[Zope-dev] RE: [Archetypes-devel] Unicode in Zope 2 (ZMI, Archetypes, Plone, Formulator)

Mon Apr 26 06:17:14 EDT 2004

> --On Montag, 26. April 2004 10:53 Uhr +0200 David Convent 
> <david.convent at naturalsciences.be> wrote:
> 
> > I always believed that unicode and utf-8 were same encoding, but 
> > reading you let me think i was wrong.
> > Can you tell me what the difference is between unicode and utf-8 ?

Andreas Jung wrote: 
> Unicode is common database for almost all characters. UTF-8 
> is an *encoding* that allows you to represent any element of 
> this character database as set for 1,2,3 or 4 bytes. There 
> are also other encoding e.g. like UTF16 that encode an 
> element in a different way....so we are talking about 
> completely different things.

Yes, the difference is that Python has a whole different understanding of
Unicode strings (type(u"")) than it has of text of some character encoding
(e.g., UTF-8, GB18030, ISO8859-1, ASCII, stored as type("")).  Python will
of course represent these unicode strings internally some way (maybe as a
16-bit integer?), but we don't need to know what that is like.  All we need
to know is that this is a string that can contain any character on the
planet, and that we can reasonably expect normal text operations to work on
it.

### Raw records
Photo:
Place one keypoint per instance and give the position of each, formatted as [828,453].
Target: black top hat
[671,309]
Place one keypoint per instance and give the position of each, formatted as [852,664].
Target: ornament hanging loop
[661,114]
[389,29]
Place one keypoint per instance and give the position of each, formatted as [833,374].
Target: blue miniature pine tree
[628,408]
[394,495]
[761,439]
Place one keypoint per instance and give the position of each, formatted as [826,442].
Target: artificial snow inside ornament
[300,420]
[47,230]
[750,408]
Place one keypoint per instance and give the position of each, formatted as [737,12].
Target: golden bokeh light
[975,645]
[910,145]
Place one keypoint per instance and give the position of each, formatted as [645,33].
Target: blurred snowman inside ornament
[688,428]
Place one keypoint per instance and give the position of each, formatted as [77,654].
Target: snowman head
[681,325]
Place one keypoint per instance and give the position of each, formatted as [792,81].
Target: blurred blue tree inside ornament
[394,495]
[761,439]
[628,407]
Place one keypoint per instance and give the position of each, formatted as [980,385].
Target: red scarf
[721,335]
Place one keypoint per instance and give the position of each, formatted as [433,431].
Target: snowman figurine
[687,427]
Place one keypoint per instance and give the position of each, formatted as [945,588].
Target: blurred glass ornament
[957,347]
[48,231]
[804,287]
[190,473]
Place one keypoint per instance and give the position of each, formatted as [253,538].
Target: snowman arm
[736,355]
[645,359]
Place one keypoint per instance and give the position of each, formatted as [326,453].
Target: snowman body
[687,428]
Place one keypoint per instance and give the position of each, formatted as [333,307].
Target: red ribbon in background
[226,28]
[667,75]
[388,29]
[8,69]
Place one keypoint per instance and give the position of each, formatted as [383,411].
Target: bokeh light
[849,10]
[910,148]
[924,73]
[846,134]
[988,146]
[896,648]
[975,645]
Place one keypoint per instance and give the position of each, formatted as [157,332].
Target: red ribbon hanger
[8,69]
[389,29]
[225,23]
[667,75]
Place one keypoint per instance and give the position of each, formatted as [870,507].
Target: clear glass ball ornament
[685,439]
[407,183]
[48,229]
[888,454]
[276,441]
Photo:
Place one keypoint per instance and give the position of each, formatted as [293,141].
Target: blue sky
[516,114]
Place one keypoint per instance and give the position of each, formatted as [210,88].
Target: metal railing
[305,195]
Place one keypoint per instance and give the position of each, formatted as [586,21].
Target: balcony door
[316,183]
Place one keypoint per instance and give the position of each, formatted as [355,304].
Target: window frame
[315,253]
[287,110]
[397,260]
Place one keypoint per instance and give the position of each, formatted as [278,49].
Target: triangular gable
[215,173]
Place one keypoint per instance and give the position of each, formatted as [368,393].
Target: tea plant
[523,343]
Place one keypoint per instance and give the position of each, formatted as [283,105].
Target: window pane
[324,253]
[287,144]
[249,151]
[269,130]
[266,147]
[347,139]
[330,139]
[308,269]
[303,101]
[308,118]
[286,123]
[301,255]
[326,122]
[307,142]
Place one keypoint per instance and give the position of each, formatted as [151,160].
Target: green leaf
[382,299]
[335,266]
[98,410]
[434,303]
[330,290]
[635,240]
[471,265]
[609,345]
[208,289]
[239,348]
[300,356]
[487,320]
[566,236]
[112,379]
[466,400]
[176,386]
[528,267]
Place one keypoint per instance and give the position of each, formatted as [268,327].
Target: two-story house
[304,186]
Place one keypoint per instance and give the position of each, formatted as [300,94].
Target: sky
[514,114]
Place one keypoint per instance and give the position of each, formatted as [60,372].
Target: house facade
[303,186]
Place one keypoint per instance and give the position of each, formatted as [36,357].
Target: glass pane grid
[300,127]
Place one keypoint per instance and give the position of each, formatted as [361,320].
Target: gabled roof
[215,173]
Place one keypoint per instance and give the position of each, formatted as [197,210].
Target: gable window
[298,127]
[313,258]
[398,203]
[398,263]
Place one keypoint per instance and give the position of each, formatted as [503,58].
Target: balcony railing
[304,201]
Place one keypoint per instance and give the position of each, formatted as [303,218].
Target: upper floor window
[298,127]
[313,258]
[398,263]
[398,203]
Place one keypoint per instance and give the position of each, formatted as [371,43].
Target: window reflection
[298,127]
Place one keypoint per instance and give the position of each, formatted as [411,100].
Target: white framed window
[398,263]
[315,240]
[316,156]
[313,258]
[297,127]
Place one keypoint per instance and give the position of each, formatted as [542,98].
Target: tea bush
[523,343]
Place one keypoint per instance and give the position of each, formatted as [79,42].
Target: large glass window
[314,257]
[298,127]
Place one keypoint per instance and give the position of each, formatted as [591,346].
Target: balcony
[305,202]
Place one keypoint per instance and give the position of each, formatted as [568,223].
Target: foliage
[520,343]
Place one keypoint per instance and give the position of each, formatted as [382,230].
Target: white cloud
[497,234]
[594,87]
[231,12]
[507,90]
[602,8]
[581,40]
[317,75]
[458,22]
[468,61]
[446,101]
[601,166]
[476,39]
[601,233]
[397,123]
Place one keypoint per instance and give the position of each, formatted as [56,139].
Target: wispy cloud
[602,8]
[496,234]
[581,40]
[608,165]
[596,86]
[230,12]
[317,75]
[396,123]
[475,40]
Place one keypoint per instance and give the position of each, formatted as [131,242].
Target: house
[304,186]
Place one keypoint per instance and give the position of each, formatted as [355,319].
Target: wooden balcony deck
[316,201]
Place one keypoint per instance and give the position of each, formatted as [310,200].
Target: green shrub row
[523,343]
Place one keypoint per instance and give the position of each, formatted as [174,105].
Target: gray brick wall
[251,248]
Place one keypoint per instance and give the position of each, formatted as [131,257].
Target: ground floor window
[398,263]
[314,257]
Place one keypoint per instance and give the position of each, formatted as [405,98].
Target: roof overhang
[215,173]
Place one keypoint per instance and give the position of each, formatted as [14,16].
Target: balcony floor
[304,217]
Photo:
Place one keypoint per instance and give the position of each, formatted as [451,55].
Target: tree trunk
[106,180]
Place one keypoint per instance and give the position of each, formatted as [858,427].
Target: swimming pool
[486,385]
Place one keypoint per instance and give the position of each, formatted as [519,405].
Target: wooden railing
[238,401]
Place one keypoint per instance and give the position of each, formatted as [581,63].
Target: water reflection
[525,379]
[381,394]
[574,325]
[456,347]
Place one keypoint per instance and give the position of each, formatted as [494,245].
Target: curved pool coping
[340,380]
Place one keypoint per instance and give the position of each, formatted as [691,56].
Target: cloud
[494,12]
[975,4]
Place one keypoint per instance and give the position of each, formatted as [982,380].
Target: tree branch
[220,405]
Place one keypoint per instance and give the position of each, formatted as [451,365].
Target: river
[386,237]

### Request A
Reproduce the Unicode and UTF-8 post between "[Zope-dev] RE: [Archetypes-devel]" and "i was wrong.", inclusive.
### Request B
In the Unicode and UTF-8 post, why does Andreas Jung say Unicode and UTF-8 are completely different things?
### Request C
Please carry on the Unicode and UTF-8 post from its last sentence.
The data plays no part in any of this.

### Final answer A
[Zope-dev] RE: [Archetypes-devel] Unicode in Zope 2 (ZMI, Archetypes, Plone, Formulator)

Mon Apr 26 06:17:14 EDT 2004

> --On Montag, 26. April 2004 10:53 Uhr +0200 David Convent 
> <david.convent at naturalsciences.be> wrote:
> 
> > I always believed that unicode and utf-8 were same encoding, but 
> > reading you let me think i was wrong.

### Final answer B
Unicode is a common database of almost all characters, while UTF-8 is an encoding that represents any element of that database as 1, 2, 3 or 4 bytes. One is a set of characters and the other is a way of storing them, and other encodings such as UTF16 store the same elements differently.

### Final answer C
UTF-8 is, similar to ISO-8869-1 (latin1), just a character encoding.  It
(and UTF16, UCS2, UCS4) is only special in that it was issued by the Unicode
consortium and can encode any Unicode character.  Wherease ISO-8859-1 (for
example), being only 8 bits, can only encode characters used in Western
Europe.  GB18030, to take another extreme, is a 32-bit encoding endorsed by
the Chinese govnerment; being 32-bit, it can encode/represent a lot of
Unicode characters, even many non-Chinese ones; it is big enough to
potentially encode any Unicode character, if the Chinese government defined
how each Unicode code point was mapped into GB18030.  In this case, it would
be similar in function to UCS4 (I think it is).

Internally, we want to work with Unicode strings (where str[4] is the 4th
character) instead of UTF-8 encoded text strings (where str[4], being the
4th byte, has little semantic meaning).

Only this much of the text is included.